** REQUIRED ACTION 1 **
Answer these questions using the article on Dendreon's afterhours trading, writing each answer on its own line marked like its question:
(a) What was Dendreon's closing price before the afterhours drop?
(b) Who wrote the ominously titled article, and for which publication?
(c) Who is the lead author of the study in the New England Journal of Medicine, and where does he work?
** REQUIRED ACTION 2 **
Write the next part of the article on Dendreon's afterhours trading, starting after its last sentence.

** EXCERPTED TEXT **
+++
In afterhours trading yesterday, shares of Dendreon (DNDN) went on a roller coaster ride that saw prices drop from its closing price of $33.39 to below $30 in a matter of minutes. Within the next half hour the stock once again reached its closing price and proceeded to trade all the way up to $33.89, up $0.50 cents from the day’s close. On what other stock would you see the following two articles posted within minutes of each other? the first of which sent Dendreon on it’s wild plunge:
- Dendreon’s Provenge questioned in NEJM–a story about how an editorial in the New England Journal of Medicine (NEJM) which questioned Provenge’s efficacy.
- Dendreon Gets Some Respect–an article about how the very same NEJM laid to rest any lingering doubts on Dendreon’s Provenge ability to treat prostate cancer.
So the ominously titled article, written by Adam Feuerstein over at TheStreet.com, came out moments before the real news and led to an instantaneous 15% haircut in Dendreon’s shares afterhours. Meanwhile, two minutes later, the real news reached the press. NEJM not only did not question Provenge, it turns out that the NEJM wrote a very respectable review about the results from Dendreon’s trial. According to Matthew Harper at Forbes:
Seeing the Provenge results in black and white in the New England Journal is likely to clear up lots of remaining doubts. It helps that Philip W. Kantoff, a well-respected prostate cancer researcher at the Dana Farber Cancer Institute, is the study’s lead author.
+++
** INPUT DATA **
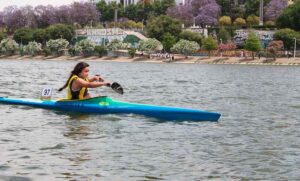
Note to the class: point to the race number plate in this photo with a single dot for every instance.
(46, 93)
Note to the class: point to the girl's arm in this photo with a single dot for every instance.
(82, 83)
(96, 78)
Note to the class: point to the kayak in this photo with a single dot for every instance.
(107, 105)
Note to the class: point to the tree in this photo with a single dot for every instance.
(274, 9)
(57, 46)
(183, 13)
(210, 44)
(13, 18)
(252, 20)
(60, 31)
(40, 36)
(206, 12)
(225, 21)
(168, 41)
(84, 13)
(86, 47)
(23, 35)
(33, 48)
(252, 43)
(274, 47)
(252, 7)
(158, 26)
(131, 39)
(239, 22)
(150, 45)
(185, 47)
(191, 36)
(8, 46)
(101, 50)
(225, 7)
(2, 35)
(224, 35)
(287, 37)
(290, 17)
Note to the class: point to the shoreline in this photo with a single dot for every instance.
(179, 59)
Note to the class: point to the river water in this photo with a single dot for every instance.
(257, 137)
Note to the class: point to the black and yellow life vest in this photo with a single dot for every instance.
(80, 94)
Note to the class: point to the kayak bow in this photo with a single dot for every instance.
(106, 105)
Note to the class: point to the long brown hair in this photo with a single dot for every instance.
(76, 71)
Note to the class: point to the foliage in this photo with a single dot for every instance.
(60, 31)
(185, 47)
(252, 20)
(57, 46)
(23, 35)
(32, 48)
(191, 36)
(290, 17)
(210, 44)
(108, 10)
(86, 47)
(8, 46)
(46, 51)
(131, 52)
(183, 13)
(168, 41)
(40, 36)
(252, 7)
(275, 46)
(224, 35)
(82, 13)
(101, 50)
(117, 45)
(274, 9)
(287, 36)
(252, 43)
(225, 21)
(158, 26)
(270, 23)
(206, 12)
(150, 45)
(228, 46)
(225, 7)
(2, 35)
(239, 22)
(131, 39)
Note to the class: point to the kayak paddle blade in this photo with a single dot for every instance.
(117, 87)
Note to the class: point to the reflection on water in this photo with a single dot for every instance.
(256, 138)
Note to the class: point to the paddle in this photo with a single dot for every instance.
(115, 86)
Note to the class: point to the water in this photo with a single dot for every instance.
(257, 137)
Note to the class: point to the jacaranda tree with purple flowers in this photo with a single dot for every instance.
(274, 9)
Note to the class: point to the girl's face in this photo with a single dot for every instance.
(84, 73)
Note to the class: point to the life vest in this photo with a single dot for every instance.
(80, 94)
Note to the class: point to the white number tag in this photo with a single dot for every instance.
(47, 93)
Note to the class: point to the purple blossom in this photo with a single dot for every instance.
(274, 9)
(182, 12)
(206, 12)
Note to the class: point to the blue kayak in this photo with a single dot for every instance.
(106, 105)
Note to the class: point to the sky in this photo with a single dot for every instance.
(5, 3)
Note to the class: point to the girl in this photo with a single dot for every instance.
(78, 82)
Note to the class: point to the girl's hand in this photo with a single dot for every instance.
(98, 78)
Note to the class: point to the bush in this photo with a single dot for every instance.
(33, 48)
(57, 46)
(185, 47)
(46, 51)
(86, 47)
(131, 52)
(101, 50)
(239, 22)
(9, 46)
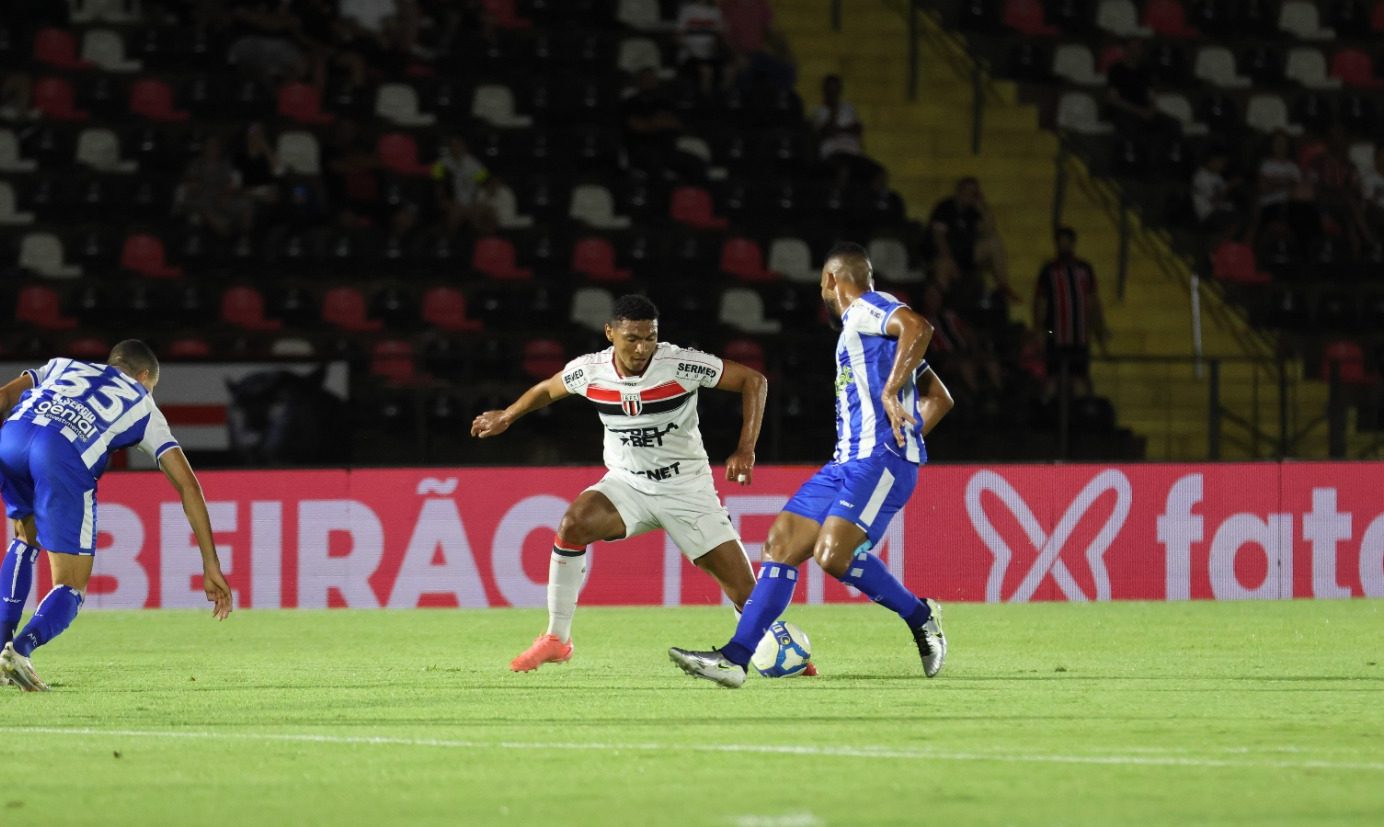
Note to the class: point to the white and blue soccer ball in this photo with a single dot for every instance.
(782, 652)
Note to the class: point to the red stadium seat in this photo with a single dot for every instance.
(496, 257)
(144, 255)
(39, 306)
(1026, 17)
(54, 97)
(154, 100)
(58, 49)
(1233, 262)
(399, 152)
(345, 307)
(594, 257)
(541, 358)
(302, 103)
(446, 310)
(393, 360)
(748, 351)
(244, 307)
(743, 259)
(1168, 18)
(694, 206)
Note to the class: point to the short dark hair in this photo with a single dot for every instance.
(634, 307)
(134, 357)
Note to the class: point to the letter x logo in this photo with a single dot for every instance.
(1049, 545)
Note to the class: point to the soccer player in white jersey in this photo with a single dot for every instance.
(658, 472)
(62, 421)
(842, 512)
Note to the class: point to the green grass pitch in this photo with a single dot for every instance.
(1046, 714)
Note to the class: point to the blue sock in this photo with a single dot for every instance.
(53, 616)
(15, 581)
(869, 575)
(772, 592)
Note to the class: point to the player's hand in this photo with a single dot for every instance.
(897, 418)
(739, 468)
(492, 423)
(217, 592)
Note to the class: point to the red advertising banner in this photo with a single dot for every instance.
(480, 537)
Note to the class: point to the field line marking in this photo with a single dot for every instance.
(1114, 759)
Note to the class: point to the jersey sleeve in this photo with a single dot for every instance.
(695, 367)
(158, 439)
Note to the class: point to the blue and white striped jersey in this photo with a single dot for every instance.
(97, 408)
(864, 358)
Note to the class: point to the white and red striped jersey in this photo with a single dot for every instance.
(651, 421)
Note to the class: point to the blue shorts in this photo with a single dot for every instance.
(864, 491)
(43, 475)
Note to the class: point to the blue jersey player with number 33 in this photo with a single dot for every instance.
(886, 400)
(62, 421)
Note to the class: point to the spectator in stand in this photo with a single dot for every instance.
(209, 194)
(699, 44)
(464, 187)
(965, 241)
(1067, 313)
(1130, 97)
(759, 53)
+++
** TASK RESPONSE 1 **
(a) $33.39
(b) Adam Feuerstein, for TheStreet.com
(c) Philip W. Kantoff, at the Dana Farber Cancer Institute

** TASK RESPONSE 2 **
Although the contrasts in the headlines are striking, they are unfortunately far from unusual in Dendreon. In terms of medical treatment, the “old guard” of medicine tends to look cynically at new, different forms of treatments. That alone generates an inherent emotive element to what Dendreon does. But that’s only part of the equation. For years now there has been a substantial short interest the stock and a gross amount of misleading news stories and drastic fluctuations in the stock’s price.
Either Feuerstein and TheStreet.com are fed their news from sources who have a vested interest in manipulating Dendreon’s share prices, or Feuerstein did not do his research. To proffer an editorial as news, in which Feuerstein acknowledges that “none of the criticisms leveled…are particularly new or surprising,” makes his article headline both misleading and questionable ethically.